Information supplied:
######
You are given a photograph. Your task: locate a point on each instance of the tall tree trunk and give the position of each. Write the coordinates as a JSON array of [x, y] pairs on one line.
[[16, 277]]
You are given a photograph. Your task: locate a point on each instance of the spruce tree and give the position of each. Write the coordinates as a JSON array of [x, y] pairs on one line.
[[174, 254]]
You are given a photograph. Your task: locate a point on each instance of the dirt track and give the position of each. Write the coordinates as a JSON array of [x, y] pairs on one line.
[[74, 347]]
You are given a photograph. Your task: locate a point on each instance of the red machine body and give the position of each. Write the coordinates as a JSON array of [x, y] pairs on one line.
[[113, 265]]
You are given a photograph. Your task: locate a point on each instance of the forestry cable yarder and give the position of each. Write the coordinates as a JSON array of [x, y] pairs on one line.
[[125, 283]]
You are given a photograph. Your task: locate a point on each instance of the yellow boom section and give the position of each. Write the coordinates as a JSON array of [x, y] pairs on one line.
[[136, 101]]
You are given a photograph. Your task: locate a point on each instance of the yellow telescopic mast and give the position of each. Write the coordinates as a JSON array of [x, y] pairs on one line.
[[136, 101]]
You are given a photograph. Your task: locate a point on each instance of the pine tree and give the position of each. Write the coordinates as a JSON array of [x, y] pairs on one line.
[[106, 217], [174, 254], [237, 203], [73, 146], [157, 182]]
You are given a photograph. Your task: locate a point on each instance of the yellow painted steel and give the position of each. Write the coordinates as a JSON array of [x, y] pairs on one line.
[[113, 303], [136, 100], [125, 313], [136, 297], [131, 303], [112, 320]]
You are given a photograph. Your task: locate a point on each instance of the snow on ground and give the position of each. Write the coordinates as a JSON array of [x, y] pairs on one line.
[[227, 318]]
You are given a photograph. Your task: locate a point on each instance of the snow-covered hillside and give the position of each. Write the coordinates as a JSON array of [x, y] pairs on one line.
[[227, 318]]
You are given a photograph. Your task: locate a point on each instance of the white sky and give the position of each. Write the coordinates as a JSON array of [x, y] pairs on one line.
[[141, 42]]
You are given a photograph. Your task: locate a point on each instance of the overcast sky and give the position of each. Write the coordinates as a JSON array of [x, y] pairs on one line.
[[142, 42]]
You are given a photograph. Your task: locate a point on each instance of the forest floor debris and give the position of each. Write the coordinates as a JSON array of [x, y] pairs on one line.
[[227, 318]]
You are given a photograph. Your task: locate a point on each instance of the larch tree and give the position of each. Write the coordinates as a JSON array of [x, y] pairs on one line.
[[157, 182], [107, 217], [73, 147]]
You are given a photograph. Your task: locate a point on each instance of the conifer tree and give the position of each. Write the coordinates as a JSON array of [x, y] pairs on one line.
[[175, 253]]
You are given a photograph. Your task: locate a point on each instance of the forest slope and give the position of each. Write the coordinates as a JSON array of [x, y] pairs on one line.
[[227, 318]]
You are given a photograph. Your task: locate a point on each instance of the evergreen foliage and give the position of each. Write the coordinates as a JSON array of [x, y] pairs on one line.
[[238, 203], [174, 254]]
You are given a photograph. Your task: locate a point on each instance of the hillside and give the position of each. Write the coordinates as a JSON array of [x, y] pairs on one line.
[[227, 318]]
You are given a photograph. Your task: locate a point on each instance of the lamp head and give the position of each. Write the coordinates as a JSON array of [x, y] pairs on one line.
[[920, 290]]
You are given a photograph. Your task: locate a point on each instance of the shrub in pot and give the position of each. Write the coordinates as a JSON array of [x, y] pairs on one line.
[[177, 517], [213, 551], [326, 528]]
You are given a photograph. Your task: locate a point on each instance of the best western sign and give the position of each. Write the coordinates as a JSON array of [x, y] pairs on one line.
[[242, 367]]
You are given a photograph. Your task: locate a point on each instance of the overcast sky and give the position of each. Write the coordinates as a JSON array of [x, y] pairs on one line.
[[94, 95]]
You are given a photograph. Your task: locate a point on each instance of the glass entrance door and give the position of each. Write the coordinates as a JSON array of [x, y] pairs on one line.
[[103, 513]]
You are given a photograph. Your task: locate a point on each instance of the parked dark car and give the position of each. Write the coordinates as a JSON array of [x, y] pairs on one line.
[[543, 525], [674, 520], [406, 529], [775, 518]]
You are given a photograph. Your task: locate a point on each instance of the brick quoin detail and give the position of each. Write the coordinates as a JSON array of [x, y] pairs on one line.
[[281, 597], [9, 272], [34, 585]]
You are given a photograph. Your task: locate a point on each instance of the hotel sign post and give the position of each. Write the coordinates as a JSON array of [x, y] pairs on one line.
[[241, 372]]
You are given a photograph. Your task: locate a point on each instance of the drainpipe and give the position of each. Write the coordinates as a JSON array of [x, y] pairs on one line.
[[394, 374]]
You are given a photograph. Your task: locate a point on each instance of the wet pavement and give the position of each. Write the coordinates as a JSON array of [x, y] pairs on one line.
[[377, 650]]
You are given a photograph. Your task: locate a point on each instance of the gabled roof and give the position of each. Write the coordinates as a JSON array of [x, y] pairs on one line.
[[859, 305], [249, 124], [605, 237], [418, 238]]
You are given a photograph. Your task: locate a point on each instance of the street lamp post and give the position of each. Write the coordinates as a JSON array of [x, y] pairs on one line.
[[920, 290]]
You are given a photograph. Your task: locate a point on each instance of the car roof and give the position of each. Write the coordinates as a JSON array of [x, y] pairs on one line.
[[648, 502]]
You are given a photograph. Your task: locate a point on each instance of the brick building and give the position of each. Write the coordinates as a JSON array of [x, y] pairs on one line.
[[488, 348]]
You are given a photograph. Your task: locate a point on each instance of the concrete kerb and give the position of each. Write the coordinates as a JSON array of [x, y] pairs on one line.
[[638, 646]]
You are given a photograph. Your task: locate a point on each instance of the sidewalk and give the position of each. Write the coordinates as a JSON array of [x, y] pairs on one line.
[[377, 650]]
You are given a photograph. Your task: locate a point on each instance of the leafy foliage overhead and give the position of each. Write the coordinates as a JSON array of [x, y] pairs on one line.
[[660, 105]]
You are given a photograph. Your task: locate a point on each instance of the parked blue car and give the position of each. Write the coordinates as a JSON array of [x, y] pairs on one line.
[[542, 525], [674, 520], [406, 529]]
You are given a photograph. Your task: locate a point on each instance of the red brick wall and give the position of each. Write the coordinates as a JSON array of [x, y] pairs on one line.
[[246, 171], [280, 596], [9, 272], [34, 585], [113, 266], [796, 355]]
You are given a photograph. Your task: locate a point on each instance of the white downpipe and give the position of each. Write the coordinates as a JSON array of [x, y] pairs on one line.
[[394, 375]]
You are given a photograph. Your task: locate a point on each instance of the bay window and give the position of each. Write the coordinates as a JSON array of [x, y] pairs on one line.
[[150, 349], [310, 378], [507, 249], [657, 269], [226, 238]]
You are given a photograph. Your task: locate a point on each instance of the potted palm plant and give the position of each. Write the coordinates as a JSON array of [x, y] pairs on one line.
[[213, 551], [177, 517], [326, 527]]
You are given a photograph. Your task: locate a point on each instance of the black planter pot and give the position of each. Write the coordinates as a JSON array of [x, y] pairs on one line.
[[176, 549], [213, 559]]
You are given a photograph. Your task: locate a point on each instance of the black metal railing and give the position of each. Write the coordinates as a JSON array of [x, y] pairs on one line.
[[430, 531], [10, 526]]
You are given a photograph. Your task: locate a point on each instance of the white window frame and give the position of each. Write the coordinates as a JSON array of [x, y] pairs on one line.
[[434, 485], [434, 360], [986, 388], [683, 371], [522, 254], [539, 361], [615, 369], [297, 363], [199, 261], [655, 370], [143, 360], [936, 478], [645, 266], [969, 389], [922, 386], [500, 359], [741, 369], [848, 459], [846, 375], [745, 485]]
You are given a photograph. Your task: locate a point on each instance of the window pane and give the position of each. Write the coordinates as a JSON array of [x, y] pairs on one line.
######
What is required: Place the lines above, from the line containing "of the lamp" through the line containing "[[394, 374]]", both included, into a JSON list of strings with one string per line, leaving out any blank lines.

Task solution:
[
  "You are given a photograph. Your task: locate a point on each instance of the lamp head and give the position of each. Write the coordinates as a JSON array of [x, y] pairs on one line.",
  "[[920, 290]]",
  "You are given a photograph. Your task: locate a point on each instance of the shrub in pot and give the position of each. Write the coordinates as a JSON array of [x, y] pairs on one line.",
  "[[177, 517], [213, 551], [326, 528]]",
  "You are given a photograph. Your task: locate a point on each instance of the best western sign and give the position of each. Write the coordinates as a JSON array of [x, y] pairs on one line.",
  "[[242, 367]]",
  "You are given a photograph. Your task: locate a point on each instance of the overcast sky and give the position of each. Write the coordinates as a JSON array of [x, y] pairs on one line.",
  "[[94, 95]]",
  "You are given a photograph. Your task: locate a point on each instance of the glass entrance door and give the position of each. Write the coordinates as a JSON array of [x, y] pairs on one line.",
  "[[103, 513]]",
  "You are given a photograph. Your task: locate a point on each instance of the parked dark car and give the position of each. Write the coordinates as a JSON array of [x, y] pairs on one line.",
  "[[543, 525], [674, 520], [406, 529], [775, 518]]",
  "You are given a photograph. Your task: locate a point on each instance of the brick quoin detail and give the position of each. Write the coordinates as a JSON array of [x, y] pairs on one line.",
  "[[281, 597], [9, 272], [34, 585]]",
  "You are given a photograph. Your task: locate a point on each instance of the hotel sign post and give the position of each. Write the coordinates as a JSON array of [x, y] pairs on one line.",
  "[[241, 372]]",
  "You are given a photograph. Your task: locate a point on each instance of the drainpipe and give the position of each. Write the coordinates as a JSON array of [x, y] pairs on one line.",
  "[[394, 374]]"
]